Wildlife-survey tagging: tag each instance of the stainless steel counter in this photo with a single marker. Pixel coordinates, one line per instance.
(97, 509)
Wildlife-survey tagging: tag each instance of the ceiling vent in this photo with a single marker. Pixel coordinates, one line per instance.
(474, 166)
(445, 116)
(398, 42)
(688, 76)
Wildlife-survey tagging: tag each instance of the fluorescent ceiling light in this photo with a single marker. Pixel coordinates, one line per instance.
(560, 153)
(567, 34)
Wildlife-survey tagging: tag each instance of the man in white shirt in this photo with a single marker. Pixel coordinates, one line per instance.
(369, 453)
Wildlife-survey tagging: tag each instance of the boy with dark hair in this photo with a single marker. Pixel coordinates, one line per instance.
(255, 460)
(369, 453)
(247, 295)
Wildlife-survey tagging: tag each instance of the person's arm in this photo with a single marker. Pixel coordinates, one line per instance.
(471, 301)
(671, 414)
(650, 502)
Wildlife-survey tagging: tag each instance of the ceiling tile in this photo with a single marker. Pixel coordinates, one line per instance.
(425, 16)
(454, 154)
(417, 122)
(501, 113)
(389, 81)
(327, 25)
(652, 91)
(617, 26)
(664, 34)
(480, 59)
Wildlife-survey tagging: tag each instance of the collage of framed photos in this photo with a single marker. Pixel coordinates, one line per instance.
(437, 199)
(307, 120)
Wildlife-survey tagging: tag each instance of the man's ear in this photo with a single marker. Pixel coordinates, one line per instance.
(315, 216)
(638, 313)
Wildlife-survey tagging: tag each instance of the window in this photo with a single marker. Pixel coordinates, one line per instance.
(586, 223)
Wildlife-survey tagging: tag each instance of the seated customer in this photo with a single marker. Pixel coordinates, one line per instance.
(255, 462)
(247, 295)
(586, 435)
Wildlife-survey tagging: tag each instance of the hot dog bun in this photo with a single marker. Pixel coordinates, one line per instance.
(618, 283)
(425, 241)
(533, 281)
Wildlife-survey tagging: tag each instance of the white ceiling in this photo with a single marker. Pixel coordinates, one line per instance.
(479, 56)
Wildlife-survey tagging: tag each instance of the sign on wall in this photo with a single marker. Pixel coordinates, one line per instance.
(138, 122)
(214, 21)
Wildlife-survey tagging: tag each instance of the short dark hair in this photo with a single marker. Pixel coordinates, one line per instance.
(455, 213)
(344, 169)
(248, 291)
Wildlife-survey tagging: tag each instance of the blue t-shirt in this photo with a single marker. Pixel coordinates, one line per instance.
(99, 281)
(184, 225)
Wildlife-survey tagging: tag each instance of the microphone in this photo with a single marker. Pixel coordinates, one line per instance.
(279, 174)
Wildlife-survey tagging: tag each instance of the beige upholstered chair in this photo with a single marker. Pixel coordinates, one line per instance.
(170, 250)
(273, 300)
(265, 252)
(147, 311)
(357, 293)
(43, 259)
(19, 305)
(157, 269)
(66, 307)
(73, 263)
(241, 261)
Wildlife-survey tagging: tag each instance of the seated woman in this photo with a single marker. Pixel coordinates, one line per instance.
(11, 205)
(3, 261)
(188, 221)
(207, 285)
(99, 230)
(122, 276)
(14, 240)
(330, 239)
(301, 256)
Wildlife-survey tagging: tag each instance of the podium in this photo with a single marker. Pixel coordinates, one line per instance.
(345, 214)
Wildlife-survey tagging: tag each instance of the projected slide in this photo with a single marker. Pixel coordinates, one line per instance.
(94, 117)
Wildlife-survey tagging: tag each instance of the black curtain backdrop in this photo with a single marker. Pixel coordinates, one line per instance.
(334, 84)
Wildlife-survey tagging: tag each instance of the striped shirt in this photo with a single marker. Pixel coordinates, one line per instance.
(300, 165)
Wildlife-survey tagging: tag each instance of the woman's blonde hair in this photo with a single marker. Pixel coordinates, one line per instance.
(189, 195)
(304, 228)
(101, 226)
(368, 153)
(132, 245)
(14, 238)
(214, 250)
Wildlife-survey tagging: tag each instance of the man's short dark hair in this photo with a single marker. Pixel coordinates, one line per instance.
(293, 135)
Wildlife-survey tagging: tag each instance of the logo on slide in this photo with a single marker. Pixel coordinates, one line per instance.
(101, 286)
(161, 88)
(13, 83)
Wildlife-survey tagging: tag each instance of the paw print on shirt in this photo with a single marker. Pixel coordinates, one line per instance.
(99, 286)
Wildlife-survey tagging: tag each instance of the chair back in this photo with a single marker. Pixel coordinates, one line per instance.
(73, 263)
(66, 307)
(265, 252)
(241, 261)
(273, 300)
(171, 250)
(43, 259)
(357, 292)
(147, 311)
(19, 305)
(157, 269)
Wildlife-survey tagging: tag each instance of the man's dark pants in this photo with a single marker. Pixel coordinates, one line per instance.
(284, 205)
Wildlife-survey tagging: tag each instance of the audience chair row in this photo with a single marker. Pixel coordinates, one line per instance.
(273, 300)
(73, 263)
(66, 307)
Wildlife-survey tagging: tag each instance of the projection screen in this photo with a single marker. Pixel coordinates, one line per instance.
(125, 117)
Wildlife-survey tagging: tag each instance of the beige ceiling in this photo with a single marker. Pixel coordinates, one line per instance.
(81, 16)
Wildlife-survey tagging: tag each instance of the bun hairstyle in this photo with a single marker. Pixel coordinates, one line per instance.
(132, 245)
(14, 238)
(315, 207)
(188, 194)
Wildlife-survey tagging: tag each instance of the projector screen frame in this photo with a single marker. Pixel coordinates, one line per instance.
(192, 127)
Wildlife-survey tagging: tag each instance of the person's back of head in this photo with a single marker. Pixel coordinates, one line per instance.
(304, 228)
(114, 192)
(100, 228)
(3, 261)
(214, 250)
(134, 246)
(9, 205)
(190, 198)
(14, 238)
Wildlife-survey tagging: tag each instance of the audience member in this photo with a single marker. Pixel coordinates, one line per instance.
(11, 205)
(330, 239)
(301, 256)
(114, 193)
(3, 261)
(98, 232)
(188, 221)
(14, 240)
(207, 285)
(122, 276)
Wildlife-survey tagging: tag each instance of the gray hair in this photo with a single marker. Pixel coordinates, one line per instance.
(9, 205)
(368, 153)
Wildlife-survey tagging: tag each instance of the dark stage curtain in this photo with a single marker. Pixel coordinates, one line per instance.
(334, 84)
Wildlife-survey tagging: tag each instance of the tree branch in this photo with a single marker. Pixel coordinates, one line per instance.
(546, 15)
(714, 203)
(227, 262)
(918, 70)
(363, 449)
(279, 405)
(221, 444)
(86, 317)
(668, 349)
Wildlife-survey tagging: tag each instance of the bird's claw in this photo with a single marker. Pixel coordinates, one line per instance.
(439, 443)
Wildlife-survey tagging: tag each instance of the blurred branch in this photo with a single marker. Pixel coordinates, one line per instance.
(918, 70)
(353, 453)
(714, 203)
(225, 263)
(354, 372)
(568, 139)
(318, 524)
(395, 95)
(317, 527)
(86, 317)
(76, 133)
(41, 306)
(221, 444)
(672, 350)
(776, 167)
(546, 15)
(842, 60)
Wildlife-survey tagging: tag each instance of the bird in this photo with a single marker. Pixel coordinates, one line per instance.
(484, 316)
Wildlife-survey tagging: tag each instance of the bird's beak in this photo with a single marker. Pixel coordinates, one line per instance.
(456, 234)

TASK REQUIREMENTS: Please write the entries out again exactly as they stand.

TASK RESPONSE:
Wildlife-survey tagging: tag each instance of the stainless steel counter in this photo with a single marker. Pixel coordinates, one line per instance.
(97, 509)
Wildlife-survey tagging: tag each instance of the ceiling vent in this photo with a single marker. Pixel coordinates, one line per instance.
(474, 166)
(445, 116)
(398, 42)
(688, 76)
Wildlife-survey tagging: tag each instance of the fluorescent ceiling light in this photo with a single marker. Pixel coordinates, one line per instance.
(560, 153)
(567, 34)
Wildlife-survey tagging: tag each instance of the man in white shirt in this photo with a single marker. Pixel coordinates, one line per instance.
(369, 453)
Wildlife-survey tagging: tag each instance of the boy with dark hair in this photo with a single marker. Pixel coordinates, one line per instance.
(255, 460)
(369, 453)
(247, 295)
Wildlife-survey tagging: tag each instance of the person's arm in this photo with a single marker. Pixel coordinates, one line per instance.
(471, 301)
(671, 414)
(650, 502)
Wildlife-survey tagging: tag each instance of the ceiling tile in this photo with a single marker. Pixel coordinates, one line per instance.
(425, 16)
(454, 154)
(417, 122)
(501, 113)
(389, 81)
(327, 25)
(652, 91)
(617, 26)
(664, 34)
(480, 59)
Wildlife-survey tagging: tag each instance of the collage of framed photos in this photo with a single marker. Pixel coordinates, one line per instance.
(437, 199)
(307, 120)
Wildlife-survey tagging: tag each instance of the man's ear in this photo with a single marker. Pixel coordinates, one line per instance.
(315, 216)
(638, 313)
Wildlife-survey tagging: tag each instance of the window in this photo with a single marker. Pixel coordinates, one line per instance.
(586, 223)
Wildlife-survey tagging: tag each instance of the seated customer in this photo with a single marker. Pixel coordinates, one line per instance.
(255, 462)
(247, 295)
(586, 435)
Wildlife-survey tagging: tag each instance of the hot dog bun in this photo with a single marker. Pixel coordinates, one line per instance.
(618, 283)
(425, 241)
(533, 281)
Wildlife-survey tagging: tag each instance of the white ceiling in this photo with a single marker. Pixel coordinates, one line per instance.
(479, 56)
Wildlife-survey tagging: tag each instance of the sign on wall in this photo with a single marker. Pixel coordinates, one line per instance.
(138, 122)
(214, 21)
Wildlife-survey tagging: tag each instance of the short dark hair in this photo with a single marker. Pixel coordinates, one line per instance.
(455, 213)
(344, 169)
(248, 291)
Wildlife-survey tagging: tag each instance of the blue t-shirt in this photo with a single marker. Pixel coordinates, one line per instance.
(99, 281)
(184, 225)
Wildlife-survey tagging: tag each instance of the microphone in this photo with a single marker. Pixel coordinates, one line per instance.
(279, 174)
Wildlife-survey tagging: tag each instance of the beige upholstered chair in this photo with a single marker. Pixel coordinates, one line per instance.
(170, 250)
(273, 300)
(265, 252)
(147, 311)
(357, 293)
(43, 259)
(19, 305)
(157, 269)
(66, 307)
(73, 263)
(241, 261)
Wildlife-survey tagging: tag each instance of the seated woman in this photo with a single marker. Pixel coordinates, one line per instance.
(11, 205)
(3, 261)
(188, 221)
(207, 285)
(99, 230)
(122, 276)
(14, 240)
(330, 239)
(301, 256)
Wildlife-survey tagging: tag each instance of the podium in this photo with a single marker. Pixel coordinates, one line per instance.
(345, 214)
Wildlife-survey tagging: tag each instance of the projected slide in this photo with a single marker. Pixel coordinates, one line per instance.
(94, 117)
Wildlife-survey tagging: tag each instance of the black curtain backdrop in this photo with a single marker. Pixel coordinates, one line per instance.
(334, 84)
Wildlife-survey tagging: tag each instance of the striped shirt in this photo with a single marker. Pixel coordinates, one line per instance.
(300, 165)
Wildlife-survey tagging: tag each instance of the woman's blonde hair in this photo with a single marker. Pixel coordinates, one line per instance.
(189, 195)
(304, 228)
(101, 226)
(368, 153)
(132, 245)
(14, 238)
(214, 250)
Wildlife-survey tagging: tag each instance of the man's short dark hair in this photo with a single marker. Pixel coordinates, one line per instance.
(293, 135)
Wildlife-survey tagging: tag each instance of the logo on slide in this photo with a single marker. Pixel coordinates, one line per instance.
(101, 286)
(161, 88)
(13, 83)
Wildlife-survey tagging: tag each instance of the paw print on shirt in this photo with a single marker. Pixel coordinates, one line per instance.
(99, 286)
Wildlife-survey tagging: tag each instance of the chair back in this photo with a single marker. Pixel coordinates, one line per instance.
(73, 263)
(66, 307)
(265, 252)
(241, 261)
(273, 300)
(171, 250)
(43, 259)
(357, 292)
(147, 311)
(19, 305)
(157, 269)
Wildlife-survey tagging: tag each instance of the man's dark pants in this photo with a single marker. Pixel coordinates, one line per instance.
(284, 205)
Wildlife-survey tagging: tag each instance of the audience chair row in this photo with a single marker. Pixel coordinates, one line per instance.
(273, 300)
(73, 263)
(66, 307)
Wildlife-survey tagging: tag each instance of the projection screen in this photo with a single marker. Pixel coordinates, one line per instance.
(125, 117)
Wildlife-survey tagging: tag each instance of the beige ceiling in this photo with a single marker. Pixel coordinates, one line per instance.
(81, 16)
Wildlife-survey tagging: tag each instance of the bun hairstyle in this photo with a single marker. Pixel coordinates, one line per instance.
(132, 245)
(14, 238)
(315, 207)
(188, 194)
Wildlife-survey tagging: tag each instance of the projector screen frame in this photo with a single marker. Pixel coordinates, one line per instance.
(192, 127)
Wildlife-survey tagging: tag each instance of the person's back of head in this photo with a single marker. Pixel coordinates, one line per instance.
(304, 228)
(114, 192)
(100, 228)
(3, 261)
(214, 250)
(134, 246)
(9, 205)
(190, 198)
(14, 238)
Wildlife-survey tagging: tag each instance of the audience member in this photo with a single marker. Pixel coordinates, one line per instance.
(11, 205)
(330, 239)
(301, 256)
(114, 193)
(3, 261)
(98, 232)
(188, 221)
(14, 240)
(207, 285)
(122, 276)
Wildlife-survey tagging: tag each instance of the gray hair in this photo with a single marker. Pixel coordinates, one line per instance.
(9, 205)
(368, 153)
Wildlife-survey tagging: tag each instance of the dark stage curtain in this photo with a single marker. Pixel coordinates, one line per instance.
(334, 84)
Wildlife-survey tagging: tag each instance of the tree branch in this photo with a single marker. Pixel coordinates, one line per instance.
(546, 15)
(714, 203)
(227, 262)
(918, 70)
(363, 449)
(279, 405)
(221, 444)
(86, 317)
(668, 349)
Wildlife-survey tagging: tag each instance of the bird's claw in this photo with a single marker. Pixel coordinates, one line per instance.
(439, 443)
Wildlife-survey tagging: tag each instance of the blurred branch in this photo with a single marker. Pixel coordinates, one line per instance.
(918, 70)
(353, 453)
(714, 203)
(225, 263)
(354, 372)
(568, 139)
(318, 524)
(395, 95)
(317, 527)
(86, 317)
(76, 133)
(41, 306)
(221, 444)
(672, 350)
(776, 167)
(546, 15)
(842, 60)
Wildlife-survey tagging: tag each instance of the bird in this photo with a single marker. Pixel coordinates, one line per instance.
(484, 316)
Wildlife-survey tagging: tag each instance of the bird's beak in this photo with a single marker. Pixel coordinates, one line per instance.
(456, 234)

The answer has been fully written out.